I use this example as I believe it relates to what is going on in the banking system. Out of nowhere, banks have been blessed with mountains of cash. These new influxes do not need to be factored in on their balance sheet as a normal note would be. This is because the capital is coming from the mother ship itself(The Fed), who are allowed to expand and contract their balance sheet at will. The point is, after multiple trillions which have already been spent or announced to be spent this year alone, it is no surprise to me that we have seen some sort of traction in the market. Compare it to a drug induced high. People are able to escape the many pains of reality for a period of time, because of the injection of a hallucinogen. For a period of time, there is not a worry on the earth and everything feels right as rain. However, there comes a time where this high wears off, which is always followed by a crash or hangover. I compare our current times to one big high injected by the government. Either, our government keeps injecting us all with such doces of bailouts and TARP funds that we've seen recently, or we risk coming out of the high with one awful hangover.

So yes, I still remain a firm believer in the eventual collapse of these markets. It just may take some more time for nature to take its course. Investors can be fooled, but I only believe for a period of time. Volume is still remaining quite low, even on high moving days like today. It is very clear that big money has not entered these markets at this point and are still waiting for something. I think even many of the bulls are becoming skeptical about how much longer this rally can go on for. I said that I wanted to wait out the time until the bank stress test results were announced, which unfortunately keeps getting pushed back. I believe, that once we can sift through all of that mess, we will begin to see some opportunities on the short side. At that point, I will be ready with my capital, which I have preserved, in which I believe those that have remained patient will see a lot of opportunity on the short side. The real fundamental signs continue to be in bear’s favor, however, many of those are failed to be mentioned on many bull networks.

Many emailed me this weekend asking about my Lending Club experience, in which I have said before. I have had no delinquent payments on my loans I invested in and have still maintained my 10.5% return I sought out to receive in the beginning. So, no complaints here. I continue to remain patient and am only seeing more and more opportunities surface for me when the time is ready for the short side. Have a good evening, I’ll be on chat tomorrow, Happy Trading.

= To do =
Pull from the post on bank bailouts and the market the passage running from "Many emailed me" to "tomorrow, Happy Trading.", copied word for word.

= Listed entries =

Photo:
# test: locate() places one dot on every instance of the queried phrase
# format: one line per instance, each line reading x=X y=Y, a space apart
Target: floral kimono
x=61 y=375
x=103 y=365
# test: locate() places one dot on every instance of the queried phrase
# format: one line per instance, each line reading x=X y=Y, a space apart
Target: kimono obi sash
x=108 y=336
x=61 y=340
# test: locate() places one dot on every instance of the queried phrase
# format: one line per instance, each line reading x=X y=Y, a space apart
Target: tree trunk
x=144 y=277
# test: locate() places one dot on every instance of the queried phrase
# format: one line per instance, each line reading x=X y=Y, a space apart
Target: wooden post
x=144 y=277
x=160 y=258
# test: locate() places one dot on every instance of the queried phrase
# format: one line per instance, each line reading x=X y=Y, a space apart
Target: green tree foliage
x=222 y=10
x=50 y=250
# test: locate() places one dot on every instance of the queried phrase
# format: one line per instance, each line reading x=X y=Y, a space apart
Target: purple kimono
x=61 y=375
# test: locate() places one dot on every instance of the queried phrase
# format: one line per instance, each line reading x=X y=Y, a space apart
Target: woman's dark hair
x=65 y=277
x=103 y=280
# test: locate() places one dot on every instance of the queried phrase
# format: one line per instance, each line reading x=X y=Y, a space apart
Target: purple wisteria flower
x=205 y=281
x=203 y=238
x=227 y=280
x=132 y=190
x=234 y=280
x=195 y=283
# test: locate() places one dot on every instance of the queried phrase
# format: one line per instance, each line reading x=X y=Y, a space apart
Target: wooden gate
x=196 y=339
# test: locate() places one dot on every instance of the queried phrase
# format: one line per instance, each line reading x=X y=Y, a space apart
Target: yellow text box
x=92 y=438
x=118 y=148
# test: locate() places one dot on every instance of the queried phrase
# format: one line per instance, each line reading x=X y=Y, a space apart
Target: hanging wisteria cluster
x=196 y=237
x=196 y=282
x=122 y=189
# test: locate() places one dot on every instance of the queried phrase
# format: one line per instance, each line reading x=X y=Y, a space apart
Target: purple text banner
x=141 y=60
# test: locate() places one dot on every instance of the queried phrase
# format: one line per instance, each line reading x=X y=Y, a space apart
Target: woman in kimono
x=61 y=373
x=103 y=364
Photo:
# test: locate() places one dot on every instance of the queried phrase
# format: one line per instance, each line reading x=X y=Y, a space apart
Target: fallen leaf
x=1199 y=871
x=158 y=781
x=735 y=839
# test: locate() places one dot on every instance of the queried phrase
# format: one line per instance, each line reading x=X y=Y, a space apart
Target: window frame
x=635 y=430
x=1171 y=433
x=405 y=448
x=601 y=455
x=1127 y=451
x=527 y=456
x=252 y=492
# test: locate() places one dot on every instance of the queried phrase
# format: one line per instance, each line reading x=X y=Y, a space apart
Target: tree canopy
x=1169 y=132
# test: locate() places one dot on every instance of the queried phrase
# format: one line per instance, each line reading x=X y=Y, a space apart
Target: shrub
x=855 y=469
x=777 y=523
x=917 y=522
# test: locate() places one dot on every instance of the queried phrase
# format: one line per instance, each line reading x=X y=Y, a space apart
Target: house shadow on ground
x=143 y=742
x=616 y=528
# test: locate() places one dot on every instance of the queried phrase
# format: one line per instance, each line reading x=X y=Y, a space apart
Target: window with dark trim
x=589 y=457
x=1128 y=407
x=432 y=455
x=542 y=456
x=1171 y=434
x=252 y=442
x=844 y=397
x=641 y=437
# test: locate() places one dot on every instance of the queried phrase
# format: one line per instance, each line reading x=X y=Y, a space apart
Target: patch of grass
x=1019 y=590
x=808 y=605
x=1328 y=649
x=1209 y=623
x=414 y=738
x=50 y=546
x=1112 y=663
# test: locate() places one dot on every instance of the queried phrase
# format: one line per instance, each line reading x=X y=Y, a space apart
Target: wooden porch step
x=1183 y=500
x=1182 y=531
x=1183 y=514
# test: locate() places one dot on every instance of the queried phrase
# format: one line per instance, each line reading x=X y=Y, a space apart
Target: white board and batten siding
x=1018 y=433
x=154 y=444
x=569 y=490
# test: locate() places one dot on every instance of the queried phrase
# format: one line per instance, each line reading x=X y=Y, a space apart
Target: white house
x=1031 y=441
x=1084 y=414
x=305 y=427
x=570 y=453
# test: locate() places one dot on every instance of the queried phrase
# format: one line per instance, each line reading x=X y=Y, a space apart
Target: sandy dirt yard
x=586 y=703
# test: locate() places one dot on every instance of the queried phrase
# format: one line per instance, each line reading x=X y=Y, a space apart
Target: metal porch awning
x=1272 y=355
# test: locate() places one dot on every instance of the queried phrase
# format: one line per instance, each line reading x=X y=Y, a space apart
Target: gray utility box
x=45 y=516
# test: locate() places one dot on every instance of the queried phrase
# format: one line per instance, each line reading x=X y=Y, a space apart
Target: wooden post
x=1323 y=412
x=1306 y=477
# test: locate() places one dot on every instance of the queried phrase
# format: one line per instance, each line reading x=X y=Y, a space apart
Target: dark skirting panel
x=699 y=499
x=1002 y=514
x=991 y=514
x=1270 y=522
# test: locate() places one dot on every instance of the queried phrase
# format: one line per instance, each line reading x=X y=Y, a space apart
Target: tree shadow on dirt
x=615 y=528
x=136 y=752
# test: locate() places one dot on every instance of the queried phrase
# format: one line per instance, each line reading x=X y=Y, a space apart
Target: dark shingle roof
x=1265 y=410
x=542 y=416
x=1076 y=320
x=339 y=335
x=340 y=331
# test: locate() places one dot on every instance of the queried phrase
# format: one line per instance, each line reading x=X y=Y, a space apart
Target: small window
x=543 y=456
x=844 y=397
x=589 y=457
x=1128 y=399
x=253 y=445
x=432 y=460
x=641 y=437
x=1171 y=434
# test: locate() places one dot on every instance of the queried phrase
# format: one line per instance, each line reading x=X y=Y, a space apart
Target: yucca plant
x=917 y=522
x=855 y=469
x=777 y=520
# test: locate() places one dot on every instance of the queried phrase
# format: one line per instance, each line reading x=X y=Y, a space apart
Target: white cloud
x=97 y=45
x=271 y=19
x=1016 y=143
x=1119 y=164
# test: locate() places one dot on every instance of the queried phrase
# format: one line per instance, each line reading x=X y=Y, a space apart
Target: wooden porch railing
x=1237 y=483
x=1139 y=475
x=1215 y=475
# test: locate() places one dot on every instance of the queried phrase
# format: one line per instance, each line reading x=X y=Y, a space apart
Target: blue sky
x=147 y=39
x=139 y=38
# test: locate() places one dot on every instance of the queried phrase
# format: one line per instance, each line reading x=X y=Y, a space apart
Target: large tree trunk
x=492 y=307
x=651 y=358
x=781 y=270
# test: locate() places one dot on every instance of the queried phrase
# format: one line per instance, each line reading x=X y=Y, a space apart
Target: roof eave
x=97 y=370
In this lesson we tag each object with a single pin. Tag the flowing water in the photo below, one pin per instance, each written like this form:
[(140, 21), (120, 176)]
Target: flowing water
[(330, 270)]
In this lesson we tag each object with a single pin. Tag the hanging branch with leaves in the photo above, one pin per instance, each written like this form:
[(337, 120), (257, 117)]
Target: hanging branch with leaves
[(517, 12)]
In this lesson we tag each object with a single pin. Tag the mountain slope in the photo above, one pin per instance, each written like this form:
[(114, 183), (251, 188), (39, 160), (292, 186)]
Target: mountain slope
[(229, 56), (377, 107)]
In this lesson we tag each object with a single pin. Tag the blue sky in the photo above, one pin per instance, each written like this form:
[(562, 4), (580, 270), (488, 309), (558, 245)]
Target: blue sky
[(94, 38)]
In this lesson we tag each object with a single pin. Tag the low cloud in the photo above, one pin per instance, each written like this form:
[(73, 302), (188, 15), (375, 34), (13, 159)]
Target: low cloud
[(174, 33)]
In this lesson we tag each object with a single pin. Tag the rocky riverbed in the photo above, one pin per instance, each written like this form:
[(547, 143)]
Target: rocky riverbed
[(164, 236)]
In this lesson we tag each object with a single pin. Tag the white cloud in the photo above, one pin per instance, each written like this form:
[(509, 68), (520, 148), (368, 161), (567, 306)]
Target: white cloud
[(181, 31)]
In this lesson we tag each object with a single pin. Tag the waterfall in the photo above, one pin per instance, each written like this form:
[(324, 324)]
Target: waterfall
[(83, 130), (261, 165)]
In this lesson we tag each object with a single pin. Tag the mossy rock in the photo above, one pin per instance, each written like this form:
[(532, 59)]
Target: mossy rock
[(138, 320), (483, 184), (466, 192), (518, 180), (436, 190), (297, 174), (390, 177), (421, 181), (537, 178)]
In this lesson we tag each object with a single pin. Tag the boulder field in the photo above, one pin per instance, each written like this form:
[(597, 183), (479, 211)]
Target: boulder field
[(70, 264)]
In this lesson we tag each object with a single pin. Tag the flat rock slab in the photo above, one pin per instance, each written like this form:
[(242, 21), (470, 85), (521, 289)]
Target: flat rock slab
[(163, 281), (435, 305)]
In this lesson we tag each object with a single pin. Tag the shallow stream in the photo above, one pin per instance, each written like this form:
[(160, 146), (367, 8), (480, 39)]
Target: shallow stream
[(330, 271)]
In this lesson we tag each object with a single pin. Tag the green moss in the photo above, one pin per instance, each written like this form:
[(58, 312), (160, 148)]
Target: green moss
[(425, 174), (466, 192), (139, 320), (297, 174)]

= Response to this exercise =
Many emailed me this weekend asking about my Lending Club experience, in which I have said before. I have had no delinquent payments on my loans I invested in and have still maintained my 10.5% return I sought out to receive in the beginning. So, no complaints here. I continue to remain patient and am only seeing more and more opportunities surface for me when the time is ready for the short side. Have a good evening, I’ll be on chat tomorrow, Happy Trading.